#### Work instructions
Retype the complete listing exactly as it appears.

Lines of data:
START

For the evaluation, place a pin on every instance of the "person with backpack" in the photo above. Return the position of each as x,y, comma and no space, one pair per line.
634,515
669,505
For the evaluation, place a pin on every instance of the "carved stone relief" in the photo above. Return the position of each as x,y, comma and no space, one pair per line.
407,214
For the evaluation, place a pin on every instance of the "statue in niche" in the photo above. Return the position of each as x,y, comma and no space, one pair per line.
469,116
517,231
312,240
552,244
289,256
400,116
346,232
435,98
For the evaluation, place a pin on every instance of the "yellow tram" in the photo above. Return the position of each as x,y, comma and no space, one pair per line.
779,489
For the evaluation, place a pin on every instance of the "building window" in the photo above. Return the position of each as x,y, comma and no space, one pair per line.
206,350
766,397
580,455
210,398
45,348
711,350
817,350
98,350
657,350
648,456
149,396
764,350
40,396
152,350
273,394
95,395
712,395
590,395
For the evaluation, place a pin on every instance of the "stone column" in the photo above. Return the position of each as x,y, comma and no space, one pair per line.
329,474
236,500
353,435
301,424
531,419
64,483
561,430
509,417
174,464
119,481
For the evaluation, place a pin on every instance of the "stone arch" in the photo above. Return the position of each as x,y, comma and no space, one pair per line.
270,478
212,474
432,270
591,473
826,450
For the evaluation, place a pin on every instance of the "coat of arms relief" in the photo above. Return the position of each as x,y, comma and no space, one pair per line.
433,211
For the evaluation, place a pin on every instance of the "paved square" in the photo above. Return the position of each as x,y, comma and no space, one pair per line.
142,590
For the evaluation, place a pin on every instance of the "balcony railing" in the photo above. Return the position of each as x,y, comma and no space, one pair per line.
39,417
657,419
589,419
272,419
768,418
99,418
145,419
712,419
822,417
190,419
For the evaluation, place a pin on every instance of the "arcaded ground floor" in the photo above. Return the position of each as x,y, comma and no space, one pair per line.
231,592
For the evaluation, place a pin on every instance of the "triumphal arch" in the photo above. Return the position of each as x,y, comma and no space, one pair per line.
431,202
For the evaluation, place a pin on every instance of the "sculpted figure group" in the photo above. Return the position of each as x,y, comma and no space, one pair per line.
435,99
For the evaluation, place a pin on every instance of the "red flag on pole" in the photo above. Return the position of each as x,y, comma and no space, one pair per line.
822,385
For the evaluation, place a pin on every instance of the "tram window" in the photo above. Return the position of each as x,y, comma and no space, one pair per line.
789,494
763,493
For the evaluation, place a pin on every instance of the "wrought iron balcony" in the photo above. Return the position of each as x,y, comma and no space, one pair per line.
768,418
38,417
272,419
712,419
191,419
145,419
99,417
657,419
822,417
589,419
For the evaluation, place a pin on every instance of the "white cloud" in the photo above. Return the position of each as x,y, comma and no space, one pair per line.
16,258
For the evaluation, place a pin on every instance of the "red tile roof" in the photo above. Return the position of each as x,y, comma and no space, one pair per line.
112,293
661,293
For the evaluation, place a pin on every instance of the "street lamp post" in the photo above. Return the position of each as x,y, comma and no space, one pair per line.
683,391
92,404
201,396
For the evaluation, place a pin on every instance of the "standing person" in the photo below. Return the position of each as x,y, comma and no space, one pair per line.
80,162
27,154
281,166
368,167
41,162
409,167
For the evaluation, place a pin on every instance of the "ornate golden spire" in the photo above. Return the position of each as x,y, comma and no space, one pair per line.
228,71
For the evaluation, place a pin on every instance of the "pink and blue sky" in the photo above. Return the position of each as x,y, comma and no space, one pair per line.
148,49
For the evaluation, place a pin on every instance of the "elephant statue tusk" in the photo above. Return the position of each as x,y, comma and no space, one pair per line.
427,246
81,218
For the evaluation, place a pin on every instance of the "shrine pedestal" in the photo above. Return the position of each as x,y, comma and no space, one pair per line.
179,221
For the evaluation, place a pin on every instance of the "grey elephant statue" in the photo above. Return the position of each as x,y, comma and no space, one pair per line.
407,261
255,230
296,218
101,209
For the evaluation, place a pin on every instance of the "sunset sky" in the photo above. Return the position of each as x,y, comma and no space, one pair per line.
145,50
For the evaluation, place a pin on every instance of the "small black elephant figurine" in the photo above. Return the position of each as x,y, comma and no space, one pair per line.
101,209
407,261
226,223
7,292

END

#### Correct response
For the evaluation, place a pin on every instance of the "person with backpack" in the photo above. Return the position of each as x,y, comma and no space, one pair per line.
634,515
669,505
For the evaluation, place a pin on every instance of the "carved stone relief" in the photo above. Return the position of each as x,y, comma and no space, one pair per line.
407,214
For the evaluation, place a pin on every instance of the "statue in niche" in the photo above. Return the position of each as x,y, comma and no space, one pair per line.
469,116
517,231
312,240
552,244
289,256
400,116
346,232
435,98
For the evaluation, place a pin on every instance of the "yellow tram" in the photo above. Return the position of each as x,y, comma and no space, one pair per line.
779,489
For the evaluation, place a pin on every instance of the "building window" in the photo above. Return the position of each as x,y, comma and no space, one pair per line.
206,350
766,397
580,455
210,398
45,348
711,350
817,350
98,350
657,350
648,456
149,396
764,350
40,396
152,350
273,394
95,395
712,395
590,395
For the evaluation, place a pin on every instance of the "stone column" in the photo above. Return the position of each as x,y, comma and no space, one pair per line.
329,474
236,500
353,435
301,424
531,419
64,483
561,430
509,417
174,464
119,481
For the evaluation, place a pin on every instance of the "stone arch" in the photo above. Return the position of each as x,y, comma and no space, one pair per line.
270,478
212,474
432,270
591,473
826,450
For the evaluation, place a pin on every instance of the "coat of arms relief" in the photo above. Return the position of each as x,y, comma and no space, one pair per line.
433,211
For the evaluation, place a pin on every instance of the "paved square" in the photo above. Return the position of each as x,y, comma and no space, one pair per line.
142,590
For the evaluation, place a pin on every instance of the "balcony railing" in the photo above. Return the position of each as x,y, comma and no space, one pair per line.
39,417
657,419
589,419
272,419
768,418
99,418
145,419
712,419
822,417
190,419
For the evaluation, place a pin on every instance of the "arcaded ground floor" in the photo above. Return the position of each as x,y, comma and no space, one pair per line.
231,592
For the evaluation, place a pin on every instance of the "triumphal arch" in the photo above. Return the position of each as x,y, comma and no space, one pair per line.
431,202
For the evaluation, place a pin on every instance of the "sculpted figure group" in the photo above. Return the position of each as x,y, comma and no space, one pair per line.
435,99
For the evaluation, place a pin on every instance of the "red flag on pole" in the photo above. Return the position of each as x,y, comma and no space, one pair per line.
822,385
For the evaluation, place a pin on every instance of the "tram window" in the photo above. Return the position of each as x,y, comma and no space, one pair per line.
789,494
763,493
For the evaluation, place a pin on every instance of the "wrought iron balcony" in the photo above. Return the position of each as x,y, comma and no space, one pair per line.
768,418
38,417
272,419
712,419
191,419
145,419
99,417
657,419
822,417
589,419
For the evaluation, place a pin on every instance of the "white cloud" in the photo above. Return the position of each as x,y, comma and no space, one pair per line.
16,258
For the evaluation, place a pin on every instance of the "red tile roof" in the photo above. Return the position of each as x,y, comma and no space, one pair per line.
112,293
661,293
For the evaluation, place a pin on every instance of the "street lamp post" in the photo above. Return the position of each as x,y, comma and no space, one pair per line.
683,391
92,404
201,396
For the evaluation, place a pin on every instance of the "standing person" in the photo below. Return the position of each as x,y, comma and no space, one pair per line.
80,162
27,154
281,166
368,167
41,162
409,167
For the evaluation, place a pin on every instance of the "ornate golden spire" in the photo above. Return the position of each as x,y, comma and no space, one pair per line.
228,71
For the evaluation, place a pin on every instance of the "pink and blue sky" in the photo above. Return the position of each as x,y, comma and no space, one pair per line.
148,49
For the evaluation, place a pin on every instance of the "elephant statue tusk" in the photo above. Return the position of each as x,y, comma and no space, one pair per line.
427,246
81,218
For the evaluation, place a pin on every instance of the "shrine pedestal" in the photo above. Return the position of each as x,y, comma and no space, one pair per line.
179,221
For the evaluation, place a pin on every instance of the "grey elephant statue" in the photo above. Return the position of each as x,y, comma and no space, one pair per line.
407,261
255,230
296,218
101,209
For the evaluation, place a pin on every instance of the "sunset sky" in the photo above. Return the position of each as x,y, comma and no space, one pair per line.
145,50
For the evaluation, place a pin on every instance of the "small black elephant figurine" in the photo above. Return the position of each as x,y, comma and no space, one pair per line.
101,209
407,261
226,223
7,292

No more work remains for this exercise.